■ Provided records ■
>>

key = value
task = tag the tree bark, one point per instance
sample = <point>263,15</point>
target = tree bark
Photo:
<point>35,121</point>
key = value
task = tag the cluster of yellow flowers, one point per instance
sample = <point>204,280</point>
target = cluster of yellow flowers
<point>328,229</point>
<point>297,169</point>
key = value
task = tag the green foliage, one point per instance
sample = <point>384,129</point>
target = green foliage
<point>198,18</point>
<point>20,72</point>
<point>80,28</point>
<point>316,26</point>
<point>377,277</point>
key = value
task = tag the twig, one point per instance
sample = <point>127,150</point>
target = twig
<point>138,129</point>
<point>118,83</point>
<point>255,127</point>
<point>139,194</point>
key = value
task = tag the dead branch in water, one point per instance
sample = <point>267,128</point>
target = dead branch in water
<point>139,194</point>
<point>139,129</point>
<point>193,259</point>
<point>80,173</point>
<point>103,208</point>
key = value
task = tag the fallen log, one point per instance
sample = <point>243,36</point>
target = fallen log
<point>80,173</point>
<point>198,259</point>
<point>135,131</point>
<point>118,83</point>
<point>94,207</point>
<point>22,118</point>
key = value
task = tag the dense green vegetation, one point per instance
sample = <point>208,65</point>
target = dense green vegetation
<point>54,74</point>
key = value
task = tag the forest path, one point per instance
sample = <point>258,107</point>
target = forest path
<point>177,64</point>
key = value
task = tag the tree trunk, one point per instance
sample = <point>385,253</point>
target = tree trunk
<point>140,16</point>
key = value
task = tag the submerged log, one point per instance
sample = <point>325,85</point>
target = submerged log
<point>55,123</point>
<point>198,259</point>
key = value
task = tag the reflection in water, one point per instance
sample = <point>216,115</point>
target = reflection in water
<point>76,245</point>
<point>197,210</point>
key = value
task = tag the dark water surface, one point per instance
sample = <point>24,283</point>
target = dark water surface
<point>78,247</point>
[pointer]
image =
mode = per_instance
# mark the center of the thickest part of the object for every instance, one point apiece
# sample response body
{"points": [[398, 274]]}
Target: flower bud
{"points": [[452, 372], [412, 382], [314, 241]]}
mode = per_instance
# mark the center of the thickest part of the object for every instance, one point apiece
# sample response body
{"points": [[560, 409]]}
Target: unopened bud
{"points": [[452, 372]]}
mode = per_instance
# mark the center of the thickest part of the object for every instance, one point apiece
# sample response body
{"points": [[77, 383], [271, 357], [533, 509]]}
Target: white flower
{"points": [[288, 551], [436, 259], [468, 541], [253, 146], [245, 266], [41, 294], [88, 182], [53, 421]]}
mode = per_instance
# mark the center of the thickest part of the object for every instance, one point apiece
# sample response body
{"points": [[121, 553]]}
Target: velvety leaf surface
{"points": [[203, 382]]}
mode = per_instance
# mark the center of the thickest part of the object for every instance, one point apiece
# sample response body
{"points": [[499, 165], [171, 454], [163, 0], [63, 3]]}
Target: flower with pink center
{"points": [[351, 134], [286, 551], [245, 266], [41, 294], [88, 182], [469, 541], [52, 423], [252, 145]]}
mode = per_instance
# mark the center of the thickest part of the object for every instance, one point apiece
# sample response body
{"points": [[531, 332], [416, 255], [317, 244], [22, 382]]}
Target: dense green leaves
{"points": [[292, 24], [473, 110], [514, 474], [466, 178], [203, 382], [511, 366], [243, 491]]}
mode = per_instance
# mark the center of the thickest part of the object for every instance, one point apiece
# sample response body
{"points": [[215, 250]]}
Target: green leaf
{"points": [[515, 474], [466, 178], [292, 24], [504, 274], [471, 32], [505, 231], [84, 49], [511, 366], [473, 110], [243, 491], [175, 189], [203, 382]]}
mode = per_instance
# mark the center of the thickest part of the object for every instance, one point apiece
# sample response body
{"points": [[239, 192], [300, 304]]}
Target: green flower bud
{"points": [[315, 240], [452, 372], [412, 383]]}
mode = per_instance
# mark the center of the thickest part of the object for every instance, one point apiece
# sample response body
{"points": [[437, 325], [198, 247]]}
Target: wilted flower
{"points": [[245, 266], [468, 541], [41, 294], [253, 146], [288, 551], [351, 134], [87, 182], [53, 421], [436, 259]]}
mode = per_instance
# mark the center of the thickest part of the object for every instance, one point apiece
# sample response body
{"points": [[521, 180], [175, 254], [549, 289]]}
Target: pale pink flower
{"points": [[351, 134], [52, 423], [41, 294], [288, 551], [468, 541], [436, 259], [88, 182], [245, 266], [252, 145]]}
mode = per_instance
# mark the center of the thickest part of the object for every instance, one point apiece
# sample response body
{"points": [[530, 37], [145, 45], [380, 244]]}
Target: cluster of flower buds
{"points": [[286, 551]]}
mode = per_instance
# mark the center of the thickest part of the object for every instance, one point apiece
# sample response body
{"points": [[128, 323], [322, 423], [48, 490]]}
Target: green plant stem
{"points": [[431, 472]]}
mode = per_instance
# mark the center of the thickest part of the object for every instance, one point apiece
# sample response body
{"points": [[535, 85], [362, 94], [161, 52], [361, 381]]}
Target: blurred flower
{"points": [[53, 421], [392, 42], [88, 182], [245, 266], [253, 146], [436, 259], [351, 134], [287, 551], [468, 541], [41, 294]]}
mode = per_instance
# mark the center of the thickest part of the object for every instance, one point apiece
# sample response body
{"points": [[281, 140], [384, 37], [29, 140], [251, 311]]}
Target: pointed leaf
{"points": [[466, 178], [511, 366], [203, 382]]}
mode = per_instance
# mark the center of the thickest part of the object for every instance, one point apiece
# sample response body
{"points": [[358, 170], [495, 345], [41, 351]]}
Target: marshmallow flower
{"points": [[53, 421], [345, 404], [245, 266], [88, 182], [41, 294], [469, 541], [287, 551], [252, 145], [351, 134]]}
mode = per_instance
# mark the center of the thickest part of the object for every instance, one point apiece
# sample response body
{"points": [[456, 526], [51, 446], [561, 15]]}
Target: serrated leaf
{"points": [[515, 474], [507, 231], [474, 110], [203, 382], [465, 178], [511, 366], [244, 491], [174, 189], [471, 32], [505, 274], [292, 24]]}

<<

■ What is needed ■
Search the listing for the word "bark" and return each line that holds it.

■ Task answer ■
task = tag the tree bark, one point per instance
target = tree bark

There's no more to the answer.